_Kısa Görev 1_
Listede "Screenshot QA — Where is the bridge in" ifadesini içeren satırdan listenin sonuna kadar olan satırları, her iki uç da dâhil olmak üzere, "Sıra No" ve "Kayıt Satırı" sütunlarından oluşan bir Markdown tablosuna dönüştürün. Boş satırları tabloya almayın.

_Kaynak Metin_
····················
İŞÇİNİN İZİN HAKLARI

4857 Sayılı İş Kanunu başta olmak üzere iş hukukunu düzenleyen mevzuatın tamamında işçi ve işveren açısından birçok hak ve yükümlülük tanımlanmıştır. Özellikle iş hukukuna hakim prensip olan işçi lehine yorum ilkesi ile iş ilişkisinde zayıf taraf olan işçi korunmaktadır. Bu hak ve yükümlülükler de buna göre belirlenmiştir. Yazımızın konusu olan işçinin izin hakları gerek uluslararası sözleşmeler gerekse de anayasa ile tanınan ve diğer kanunlarla güvence altına alınan kişinin dinlenme hakkının bir uzantısıdır. Zira T.C. Anayasası’nın 50. maddesi “Dinlenmek çalışanların hakkıdır . ” diyerek bu hususu düzenlemiştir. İşçinin izin hakları, cenaze izni, yıllık izin hakkı, mazeret izni, ubgt nedir gibi başlıklar aşağıda açıklanmıştır.

Aşağıda işçinin izin hakları başlığı altında İş Kanunu’nda tanına çeşitli izin hakları ve bunların kullanılış biçimleri üzerinde durulacaktır. Bu izin haklarına uyulmaması halinde ortaya çıkacak yaptırımlar da ayrıntılı şekilde açıklanacaktır.

HAFTA TATİLİ HAKKI

İşçinin izin hakları incelenirken değinilmesi gereken ilk ve en önemli konu işçinin hafta tatili hakkıdır. Hafta tatili, 4857 Sayılı İş Kanunu’nun 46. maddesinde düzenlenmiştir ;

Hafta tatili ücreti
Madde 46 – Bu Kanun kapsamına giren işyerlerinde, işçilere tatil gününden önce 63 üncü maddeye göre belirlenen iş günlerinde çalışmış olmaları koşulu ile yedi günlük bir zaman dilimi içinde kesintisiz en az yirmidört saat dinlenme (hafta tatili) verilir.
Çalışılmayan hafta tatili günü için işveren tarafından bir iş karşılığı olmaksızın o günün ücreti tam olarak ödenir.

Bu madde metninde Türkiye’deki işçilerin hafta tatili hakkı ve hafta tatilinde çalışmaları durumunda alacakları ücretle ilgili bilgiler bulunmaktadır. Özetle:

  1. Hafta Tatili Hakkı: İşçilere kanun koyucu tarafından bir haftalık (yedi günlük) zaman dilimi içinde kesintisiz 24 saat dinlenme hakkı verilmektedir. Bu dinlenme süresi hafta tatili olarak adlandırılmaktadır.
  2. Hafta Tatilinin Günü: Türk Borçlar Kanunu’nun 421. maddesine göre hafta tatili, kural olarak pazar günü olarak düzenlenmiştir. Ancak, işin şartları, durumu ve diğer koşullar buna imkan vermezse hafta tatili başka bir gün olarak tayin edilebilecektir.
  3. Hafta Tatilinde Çalışma Durumu: Normalde hafta tatilinde işçi çalışmaz. Ancak, ülkenin ve işin ihtiyaçlarına göre bazı durumlarda işçilerin hafta tatilinde de çalışması gerekecektir.
····················
_Kayıtlar_
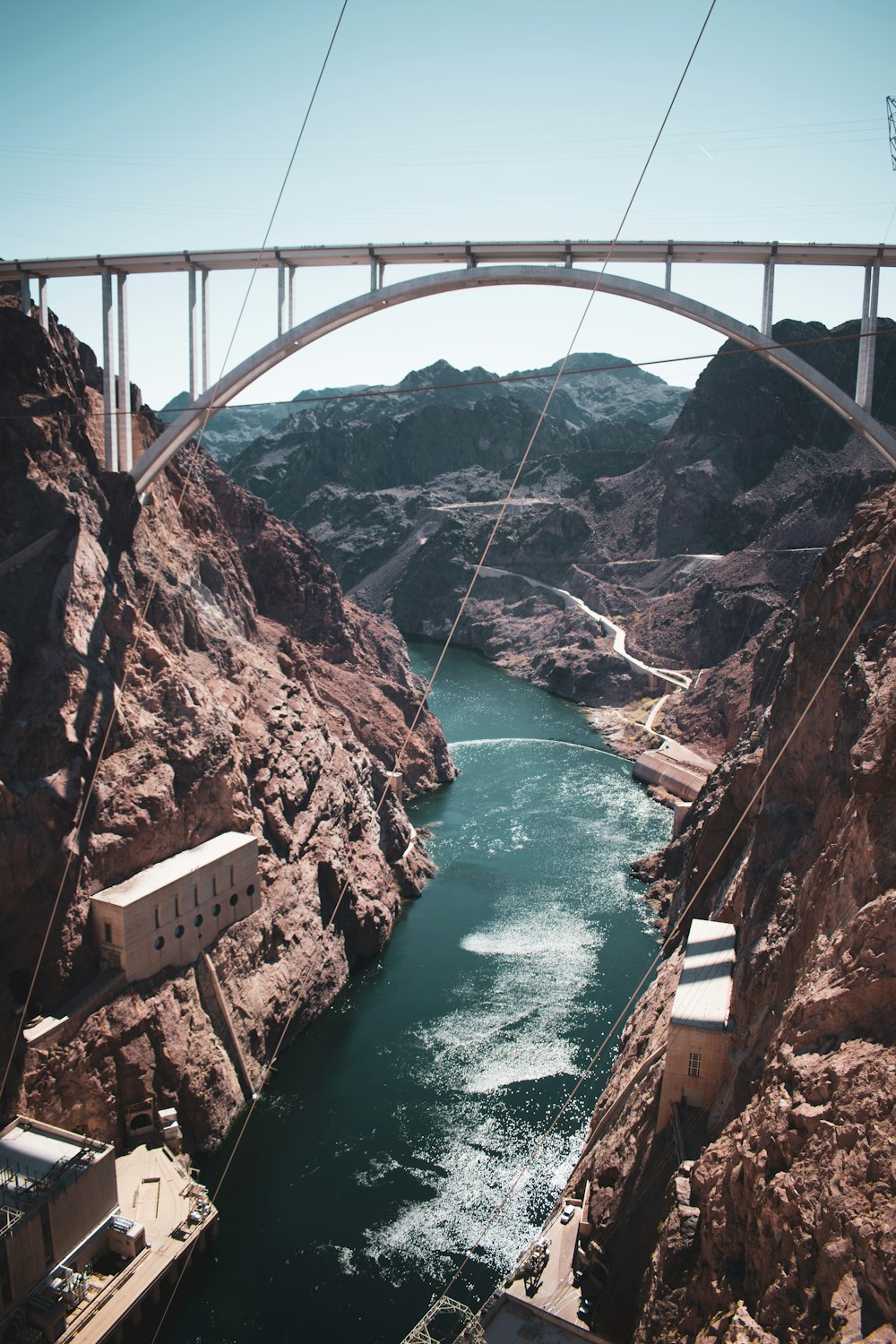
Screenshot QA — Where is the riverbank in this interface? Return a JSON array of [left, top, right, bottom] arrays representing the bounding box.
[[160, 645, 670, 1344]]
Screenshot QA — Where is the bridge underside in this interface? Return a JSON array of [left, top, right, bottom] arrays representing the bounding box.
[[130, 265, 896, 491]]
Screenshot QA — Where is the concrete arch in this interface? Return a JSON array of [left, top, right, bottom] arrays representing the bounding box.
[[130, 266, 896, 491]]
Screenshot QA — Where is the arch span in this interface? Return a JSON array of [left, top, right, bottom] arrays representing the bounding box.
[[130, 266, 896, 491]]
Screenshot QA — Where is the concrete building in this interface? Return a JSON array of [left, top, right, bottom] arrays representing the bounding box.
[[0, 1117, 218, 1344], [657, 919, 737, 1133], [0, 1118, 120, 1340], [90, 831, 259, 981]]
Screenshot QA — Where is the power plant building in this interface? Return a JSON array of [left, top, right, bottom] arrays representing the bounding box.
[[657, 919, 737, 1132], [90, 831, 259, 981]]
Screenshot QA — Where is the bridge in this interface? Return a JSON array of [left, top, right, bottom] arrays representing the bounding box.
[[0, 239, 896, 491]]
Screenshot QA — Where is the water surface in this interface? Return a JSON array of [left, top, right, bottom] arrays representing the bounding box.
····················
_Kısa Görev 2_
İzin hakları metninde numarasıyla anılan bütün kanun maddelerini, ait oldukları kanunla birlikte sıralayın.

_Doğru Sonuç 1_
| Sıra No | Kayıt Satırı |
|---|---|
| 1 | Screenshot QA — Where is the bridge in this interface? Return a JSON array of [left, top, right, bottom] arrays representing the bounding box. |
| 2 | [[0, 239, 896, 491]] |
| 3 | Screenshot QA — Where is the water surface in this interface? Return a JSON array of [left, top, right, bottom] arrays representing the bounding box. |

_Doğru Sonuç 2_
- T.C. Anayasası, 50. madde
- 4857 Sayılı İş Kanunu, 46. madde
- 4857 Sayılı İş Kanunu, 63. madde
- Türk Borçlar Kanunu, 421. madde